▶ [Work to be completed]: Check every line of the data below for the word "wall" and say how many have it, without further comment.
[Material provided]
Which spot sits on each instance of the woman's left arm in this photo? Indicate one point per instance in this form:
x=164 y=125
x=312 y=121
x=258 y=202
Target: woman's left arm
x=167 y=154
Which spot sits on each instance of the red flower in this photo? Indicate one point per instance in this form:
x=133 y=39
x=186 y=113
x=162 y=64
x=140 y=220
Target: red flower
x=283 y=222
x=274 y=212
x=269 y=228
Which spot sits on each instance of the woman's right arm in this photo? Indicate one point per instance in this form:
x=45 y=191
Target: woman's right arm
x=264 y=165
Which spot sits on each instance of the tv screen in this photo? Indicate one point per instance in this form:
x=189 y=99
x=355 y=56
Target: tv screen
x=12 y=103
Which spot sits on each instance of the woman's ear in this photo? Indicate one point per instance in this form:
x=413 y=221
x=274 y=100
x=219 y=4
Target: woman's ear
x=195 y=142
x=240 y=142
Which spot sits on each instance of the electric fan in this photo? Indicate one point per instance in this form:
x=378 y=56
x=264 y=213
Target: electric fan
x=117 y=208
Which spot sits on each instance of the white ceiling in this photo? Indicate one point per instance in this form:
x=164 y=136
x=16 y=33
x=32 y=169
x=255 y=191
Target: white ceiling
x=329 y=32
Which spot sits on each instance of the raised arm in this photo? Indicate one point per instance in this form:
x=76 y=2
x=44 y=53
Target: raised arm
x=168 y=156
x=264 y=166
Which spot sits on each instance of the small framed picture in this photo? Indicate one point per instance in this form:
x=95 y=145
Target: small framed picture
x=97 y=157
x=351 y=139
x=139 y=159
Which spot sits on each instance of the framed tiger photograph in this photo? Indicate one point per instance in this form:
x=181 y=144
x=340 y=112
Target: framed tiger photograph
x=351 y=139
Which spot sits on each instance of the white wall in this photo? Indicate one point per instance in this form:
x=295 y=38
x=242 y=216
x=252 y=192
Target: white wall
[/Material provided]
▶ [Response for this exercise]: 2